Problem description:
Every line below is to be quoted exactly, with nothing added or dropped.

Material for the task:
* * *
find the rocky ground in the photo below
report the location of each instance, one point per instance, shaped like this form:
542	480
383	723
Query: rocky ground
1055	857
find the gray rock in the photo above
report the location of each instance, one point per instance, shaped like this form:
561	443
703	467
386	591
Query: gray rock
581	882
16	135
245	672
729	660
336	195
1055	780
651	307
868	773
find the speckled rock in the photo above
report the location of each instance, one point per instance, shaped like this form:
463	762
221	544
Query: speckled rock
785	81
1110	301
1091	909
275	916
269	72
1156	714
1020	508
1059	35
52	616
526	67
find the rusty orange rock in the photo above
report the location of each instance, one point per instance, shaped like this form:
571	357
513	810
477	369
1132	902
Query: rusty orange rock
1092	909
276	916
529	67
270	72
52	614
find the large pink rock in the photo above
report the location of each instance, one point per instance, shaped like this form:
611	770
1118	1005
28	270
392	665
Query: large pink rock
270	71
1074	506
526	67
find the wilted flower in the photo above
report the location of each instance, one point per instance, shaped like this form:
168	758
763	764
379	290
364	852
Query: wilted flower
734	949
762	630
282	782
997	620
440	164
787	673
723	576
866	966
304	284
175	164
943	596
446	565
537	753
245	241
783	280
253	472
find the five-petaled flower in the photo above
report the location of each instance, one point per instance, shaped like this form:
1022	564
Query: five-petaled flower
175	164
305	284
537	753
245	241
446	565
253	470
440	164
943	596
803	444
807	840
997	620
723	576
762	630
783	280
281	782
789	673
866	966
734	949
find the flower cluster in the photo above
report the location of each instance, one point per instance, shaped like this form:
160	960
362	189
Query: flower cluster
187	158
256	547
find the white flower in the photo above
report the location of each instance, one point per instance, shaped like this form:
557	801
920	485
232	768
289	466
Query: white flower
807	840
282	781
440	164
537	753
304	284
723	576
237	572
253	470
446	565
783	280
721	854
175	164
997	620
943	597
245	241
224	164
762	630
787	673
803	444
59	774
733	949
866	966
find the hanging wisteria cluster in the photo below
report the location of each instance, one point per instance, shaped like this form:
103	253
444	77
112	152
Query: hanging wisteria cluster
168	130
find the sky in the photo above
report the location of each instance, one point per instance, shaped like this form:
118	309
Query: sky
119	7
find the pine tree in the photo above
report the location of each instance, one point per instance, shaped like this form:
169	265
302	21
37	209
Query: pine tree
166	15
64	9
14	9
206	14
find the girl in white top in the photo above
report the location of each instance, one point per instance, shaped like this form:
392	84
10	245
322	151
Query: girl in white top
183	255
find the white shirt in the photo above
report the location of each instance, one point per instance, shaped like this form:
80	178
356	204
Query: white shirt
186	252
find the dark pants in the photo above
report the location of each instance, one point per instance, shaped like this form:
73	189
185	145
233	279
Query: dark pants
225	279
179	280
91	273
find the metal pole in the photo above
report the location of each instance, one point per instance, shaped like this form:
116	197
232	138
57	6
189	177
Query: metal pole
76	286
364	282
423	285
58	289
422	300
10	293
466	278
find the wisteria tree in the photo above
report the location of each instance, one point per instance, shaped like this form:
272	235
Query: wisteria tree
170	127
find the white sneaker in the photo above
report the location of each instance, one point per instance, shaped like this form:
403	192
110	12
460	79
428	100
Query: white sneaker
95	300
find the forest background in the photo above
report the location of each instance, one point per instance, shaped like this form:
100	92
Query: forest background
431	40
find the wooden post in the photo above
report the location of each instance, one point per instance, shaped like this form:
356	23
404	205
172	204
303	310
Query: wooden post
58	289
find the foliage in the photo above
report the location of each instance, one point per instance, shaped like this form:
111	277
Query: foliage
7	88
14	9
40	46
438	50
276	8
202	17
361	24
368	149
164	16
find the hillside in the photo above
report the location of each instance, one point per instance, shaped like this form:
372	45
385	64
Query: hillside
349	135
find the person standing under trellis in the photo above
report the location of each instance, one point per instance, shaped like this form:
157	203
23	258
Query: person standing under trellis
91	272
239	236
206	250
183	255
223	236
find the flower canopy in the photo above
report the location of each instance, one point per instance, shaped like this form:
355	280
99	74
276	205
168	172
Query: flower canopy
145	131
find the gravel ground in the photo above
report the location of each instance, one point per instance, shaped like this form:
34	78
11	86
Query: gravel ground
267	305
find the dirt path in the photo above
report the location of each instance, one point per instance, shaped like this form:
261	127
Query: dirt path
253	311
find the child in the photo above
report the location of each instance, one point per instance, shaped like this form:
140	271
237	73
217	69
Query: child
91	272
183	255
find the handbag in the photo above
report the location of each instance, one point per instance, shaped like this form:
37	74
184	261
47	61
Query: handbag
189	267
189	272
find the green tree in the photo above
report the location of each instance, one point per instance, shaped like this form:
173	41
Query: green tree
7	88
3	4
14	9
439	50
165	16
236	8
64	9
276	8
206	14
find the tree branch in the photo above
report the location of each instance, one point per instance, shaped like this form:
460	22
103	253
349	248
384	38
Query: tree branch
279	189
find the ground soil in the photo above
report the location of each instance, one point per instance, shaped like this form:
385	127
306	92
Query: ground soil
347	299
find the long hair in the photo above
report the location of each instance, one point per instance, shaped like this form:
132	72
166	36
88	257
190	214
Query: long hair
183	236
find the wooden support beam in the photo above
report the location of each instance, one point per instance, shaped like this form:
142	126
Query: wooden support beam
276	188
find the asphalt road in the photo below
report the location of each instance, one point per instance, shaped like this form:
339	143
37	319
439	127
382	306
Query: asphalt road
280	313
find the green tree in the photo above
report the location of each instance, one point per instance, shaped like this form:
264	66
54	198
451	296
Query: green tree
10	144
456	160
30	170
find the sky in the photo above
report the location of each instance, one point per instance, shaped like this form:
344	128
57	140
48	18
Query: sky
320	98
* * *
Written solution:
find the rocky ground in the photo below
report the location of each instance, one point per instance, shaped like this form:
542	480
383	723
Query: rocky ground
1055	857
find the gray rock in the photo above
report the location of each instance, one point per instance, shaped like this form:
561	443
703	467
386	591
Query: gray rock
581	882
16	135
245	672
729	660
336	195
1055	780
651	307
868	773
find the speckled rock in the photo above
report the location of each instance, one point per instance, shaped like this form:
463	762
221	544
Query: speckled rock
785	81
1110	301
1091	909
275	916
269	72
1156	714
1020	508
1059	35
52	616
526	67
find the rusty orange rock in the photo above
report the location of each instance, one point per instance, shaped like this form:
571	357
513	810
477	369
1132	902
Query: rusty orange rock
1092	909
276	916
529	67
270	72
52	614
find the large pink rock in the photo above
report the location of each instance, one point per instance, shaped like this form:
611	770
1118	1005
28	270
392	665
Query: large pink rock
270	71
1074	506
526	67
find the wilted flower in the photo above
report the location of each instance, one point per instance, shaped like this form:
168	758
763	764
379	290
364	852
Query: wilted flower
734	949
762	630
282	782
997	620
440	164
787	673
723	576
866	966
304	284
175	164
943	596
446	565
537	753
245	241
783	280
253	472
find the five-petaled flower in the photo above
report the location of each instance, one point per instance, shaped like this form:
1022	564
Query: five-petaled flower
175	164
305	284
537	753
245	241
446	565
253	470
440	164
943	596
803	444
807	840
997	620
723	576
762	630
783	280
281	782
789	673
866	966
734	949
find the flower cluster in the photo above
report the location of each instance, one point per instance, shaped like this form:
160	960
362	189
Query: flower cluster
187	158
256	547
find the white flower in the photo above
report the location of each instance, one point per instance, shaped like this form:
557	801
920	485
232	768
289	466
Query: white flower
807	840
282	781
440	164
537	753
304	284
723	576
237	572
253	470
446	565
783	280
721	854
175	164
997	620
943	597
245	241
224	164
762	630
787	673
803	444
59	774
733	949
866	966
find the hanging wisteria cluster in the photo below
report the location of each instance, one point per instance, shaped like this form:
103	253
444	77
112	152
Query: hanging wisteria cluster
168	130
find the sky in the photo above
report the location of each instance, one point per instance, shaped like this form:
118	309
Query: sky
119	7
find the pine tree in the photo above
report the location of each instance, one point per instance, shaped like this form:
169	265
302	21
37	209
Query: pine tree
166	15
64	9
14	9
206	14
find the girl in white top in the photo above
report the location of each instance, one point per instance, shaped like this form:
392	84
10	245
322	151
Query: girl in white top
183	255
find the white shirt in the photo above
report the location of each instance, one point per instance, shaped like this form:
80	178
356	204
Query: white shirt
186	252
find the dark pants in the photo above
report the location of each instance, one point per instance, shaped like this form:
73	189
185	145
233	279
Query: dark pants
225	279
179	280
91	273
find the metal pole in the photo above
report the location of each instance, one point per instance, shaped like this form:
116	197
232	138
57	6
189	177
Query: metal pole
76	286
364	282
423	285
58	289
422	300
10	293
466	278
find the wisteria tree in the photo above
report the location of each instance, one point per instance, shaped like this form:
272	235
Query: wisteria tree
170	127
find the white sneaker in the photo above
report the location of each instance, one point per instance, shaped like this form:
403	192
110	12
460	79
428	100
Query: white sneaker
95	300
find the forest background in the photo above
report the location of each instance, one point per instance, shaped like this form:
100	92
Query: forest background
431	40
find the wooden post in the photo above
report the location of each instance, one point per instance, shaped like this form:
356	23
404	205
172	204
303	310
Query: wooden post
58	289
find the foliage in the photo above
report the location of each instance, one point per instance, shaped like this form:
111	277
Query: foliage
7	88
14	9
40	46
438	50
276	8
202	17
361	24
368	149
164	16
find the hillside in the photo above
report the location of each instance, one point per instance, shaped like this form:
372	45
385	64
Query: hillside
349	135
find the person standing under trellis in the photo above
report the location of each instance, one point per instance, shaped like this form:
157	203
23	258
Query: person standing under trellis
91	272
239	236
206	250
183	255
223	236
find the flower canopy in the photo above
report the location of each instance, one point per instance, shaped like this form:
355	280
99	74
276	205
168	172
Query: flower canopy
145	131
find the gravel ground in the photo above
report the location of each instance, one point per instance, shaped like this form:
34	78
11	86
Query: gravel ground
267	305
find the dirt path in the photo above
report the location of each instance, one point per instance, shaped like this form:
261	127
Query: dirt path
253	311
find the child in the photo above
report the location of each instance, one point per instance, shaped like this form:
140	271
237	73
217	69
Query: child
91	272
183	255
find the handbag in the photo above
report the location of each instance, one point per instance, shaped like this form:
37	74
184	261
47	61
Query: handbag
189	267
189	272
find the green tree in the photo above
report the location of each instance, one point per instance, shaped like this form:
173	41
Query: green tree
7	88
3	4
14	9
439	50
165	16
236	8
64	9
276	8
206	14
find the tree branch in the photo above
report the location of each instance, one point per instance, shaped like this form:
460	22
103	253
349	248
384	38
Query: tree branch
279	189
find the ground soil in the photo above
report the location of each instance, one point per instance, shaped like this form:
385	127
306	92
Query: ground soil
347	299
find the long hair in the photo above
report the location of each instance, one point per instance, shaped like this form:
132	72
166	36
88	257
190	214
Query: long hair
183	236
find the wooden support beam in the photo above
report the location of each instance, one point per instance, shaped like this form:
142	126
Query: wooden support beam
276	188
find the asphalt road in the photo below
report the location of each instance, one point per instance, shaped like this form:
339	143
37	319
439	127
382	306
Query: asphalt road
280	313
find the green tree in the photo above
report the location of each instance, one point per instance, shaped like this form:
264	66
54	198
451	296
Query: green tree
10	144
456	160
30	170
find the sky in the photo above
report the location of each instance, one point per instance, shaped like this form:
344	128
57	140
48	18
Query: sky
320	98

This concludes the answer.